Need help figuring out of control microsoft cname domain

This shouldn't be happening if you have a decent power supply (eg the official one) and a good quality SD card. If you experiencing crashing then look at these and try to identify the cause.

For example a few years back a friend's Pi kept going offline and it turned out to be an interaction with his router sending malformed packets, and an older version of dhcpcd which crashed when it received them. That was fixed working with the dhcpcd author. These kind of interactions are quite unlikely and you shouldn't be seeing crashing.

I’ve gone through the router app settings, there doesnt appear to be any tick box option to directly turn off dhcp, but there are a few other settings for manually tuning. Im not sure if it will work for disabling.

Theres the issue with if i configure it wrong i will not be able to revert the settings, because i will completely lose access to the router in the app when i lose connection and have to reset router, naturally..

If anyone here wish to give me some guidance and help me configure or validate if changing any of these settings to use pihole as dhcp will work.

Theres an option for setting a static IP under internet settings from dhcp.



Then there’s the setting for dhcp server, but no off option here. I was thinking of pointing this to pihole’s address and in turn this would work of using that as the server instead, could this work?


If you could turn off the router's DHCP server and turn on the Pi-hole's DHCP server that would be the way I described. If you cannot turn off the router's DHCP server then the alternative approach is to tell the router's DHCP server to hand out the Pi-hole's address as DNS for the clients connecting.

The DHCP under Connection Type looks like the part related to the external IP address from your ISP. Don't change the Connection settings.

The later screenshot showing DHCP Server is your router handing out addresses on your network. That looks like the right section but there's nothing in there about the DNS to hand out so you can leave that as it is.

Is that it in the DNS section just below? What is in there?

This is the only setting where i can point the pihole’s dns, but as others have told me here my router does not respect this setting properly if not set manually on the device.

Would you suggest setting this setting to use a different dns and set piholes ip within the dhcp server setting maybe? I’ve done an attempt to set this already without changing the dns first, this like i mentioned earlier locked me out of the network, and i lost access to the admin panel to turn on pihole dhcp.

Yes that would be where you switch it to manual and put in the Pi-hole's address 192.168.39.153. The screenshot already shows this, so I assume that this was you already changing it before posting? Because further up your debug log showed that the router was giving out 193.168.39.1 (itself) as the DNS.

So after changing it, disconnect and reconnect a device from your network (toggle airplane mode, or its wifi off and on, or pull and reinsert the network cable). This will pick up its IP from the router's DHCP server again, but now it should get the Pi-hole's address as the DNS server because now the router is handing that out.

Then load a test site on the device, eg a local news site, and then look at the Pi-hole Query Log. You should be seeing that device's IP or even hostname appearing there directly now.

I'm assuming the Pi-hole itself is still running Unbound locally, as you mentioned yesterday, and that this is still working okay.

Couple of paragraphs from the user manual I found online, translated with Google Translate.

DHCP Server
Omni uses 192.168.39.xxx as the default IP range for distributing IP addresses etc. If you want to change to another IP address range, you can do this by pressing Manual. Then enter the desired IP address range and press Save.

DNS
Omni uses as standard DNS addresses it receives from the internet modem. If you wish to
use other DNS addresses, you can change this by pressing Manual, enter new DNS addresses and press Save.

____

→ **Set problem A**:
Change "screenshot" to "image" in the Pi-hole thread, reproducing the passage that begins at the words "The later screenshot" and stops after "that as it is.".
→ **Set problem B**:
Continue the Pi-hole thread from the point where it ends.
The listing is separate material and is unrelated to the Pi-hole thread.

→ **Source material**:
____

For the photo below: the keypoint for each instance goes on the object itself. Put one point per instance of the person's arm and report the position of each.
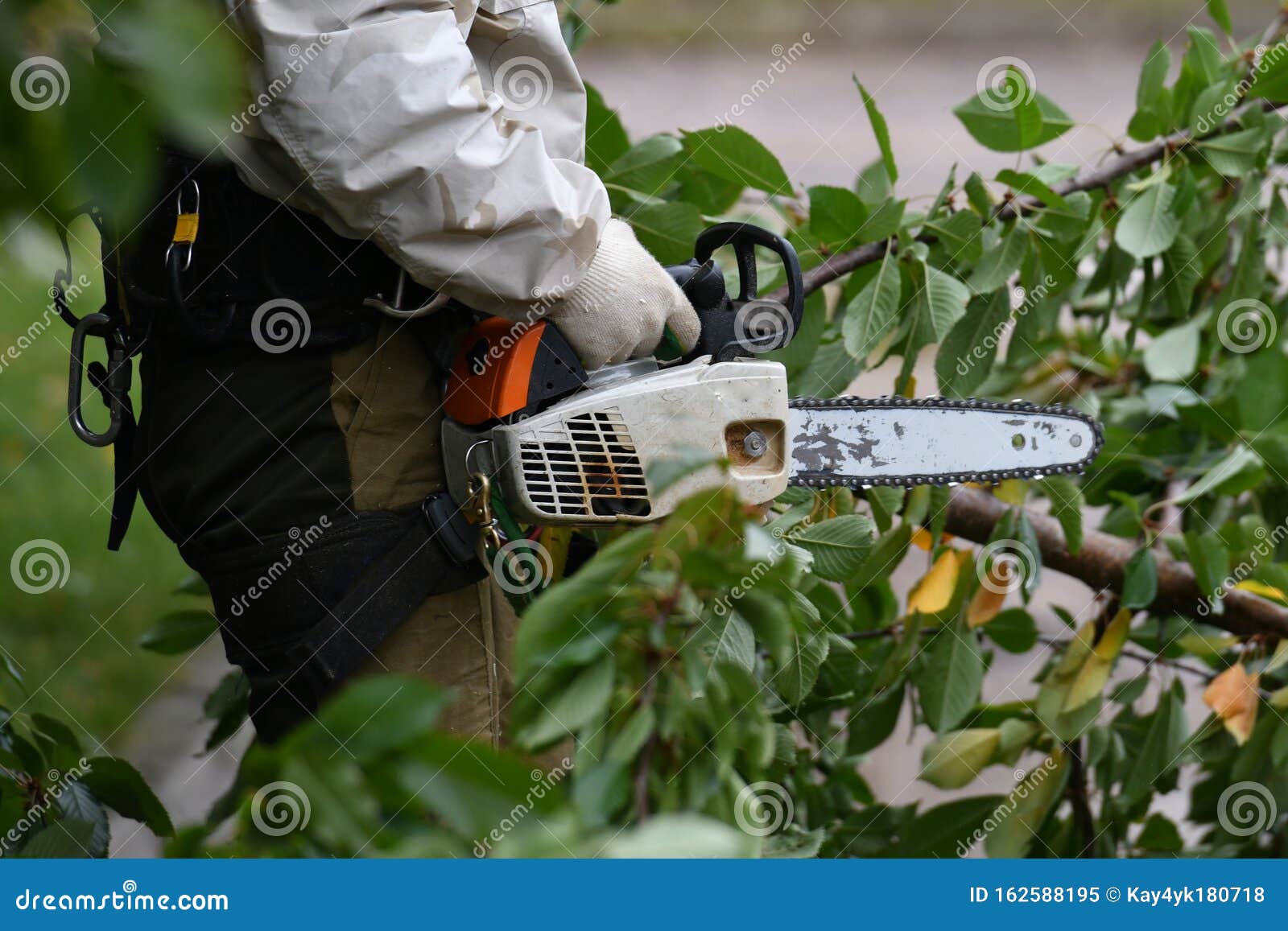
(386, 115)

____

→ **Task response A**:
The later image showing DHCP Server is your router handing out addresses on your network. That looks like the right section but there's nothing in there about the DNS to hand out so you can leave that as it is.

→ **Task response B**:
If this is working, you can disconnect and reconnect all the other devices, and now you should be able to see where these microsoft queries are coming from too.

I'm sorry. No the "Preferred DNS server" setting you see here with with Pihole's adress has been set for a long time.

From the link a little above here.

I have been using the router's standard DHCP setting all this time. With this I'm trying to say I changed the DHCP server IP from 192.168.39.1 (standard) to 192.168.39.53 (manual), to try and tell it this will be the new DHCP server, while still having 192.168.39.53 set in the DNS section on the other setting, so i was wondering if that was a mistake or if that is the right way to try to do it somehow. But i see now with the manual you found (that did not come with my router but i wish it did) that this is for setting local dhcp range, but there is no information about an endpoint to that range, so i don't understand.

Can i, or how can i, use these available settings switch to using pihole as dhcp server in the web interface? Another question i have is, how can i be sure these repeating www.microsoft.com queries even stop if i do that?

Can i set one range in the router's DHCP settings, and another in pihole's to not conflict somehow maybe? again I don't know what end range the router is, i only know the starting range.

I assume that's a typo here, as further up it's 153 not 53. Double check your entries.

I don't know, this router interface seems to have limited configurability.

That's what I do, so I can switch from the Pi-hole's DHCP server to the router's DHCP during any downtime needed and be sure there will no lease conflicts, but it's important to note that you still need to have just one DHCP server running, so you're back to switching off the router DHCP. If that's not possible you'll have to experiment with how to make it hand out the Pi-hole as DNS, if that is possible. The screenshot you posted seemed to show it was, but then your experience and debug log says the router is handing out its own address as DNS.

They won't; Pi-hole is just reporting what it sees being requested. The changes described here are secondary and a way to get more info by having the clients query Pi-hole directly, rather than query the router which queries Pi-hole.

To deal with the cause of the microsoft lookups you need to identify which device on your network is sending the queries and then make it stop. Using the approach of starting with your router and Pi-hole, checking that for a while, then adding your phone, checking that for a while, and adding more devices one by one, you'll be able to work out what's sending it.

Yes that was typo, my bad. Entries are correct.

It is my router unfortunately, so I'm out of luck for now.

Thanks for the assistance to all in here!

The router's DNS setting configures its own upstream DNS only, not the one send to DHCP clients. And in DHCP settings, no DNS can be configured. And I also do not see an option to disable the router's DHCP server, so that Pi-hole's cannot be used either. I'd contract the router's support and ask about:

  • Whether/how it's possible to disable the router's DHCP server
  • Whether/how it's possible to customise the DNS server that is handed over to DHCP clients
  • Whether the router sends very frequent network requests to www.microsoft.com, if so for what purpose and whether/how it can be omitted

If I'm not mistaken, by shutting down DHCP clients, you essentially ruled out any culprit but the router itself, unless there is a man in the wall (or neighbour) connected. Sadly I also do not see any connected clients list in that app UI to rule that out. Another question (more a request) for the support :wink:.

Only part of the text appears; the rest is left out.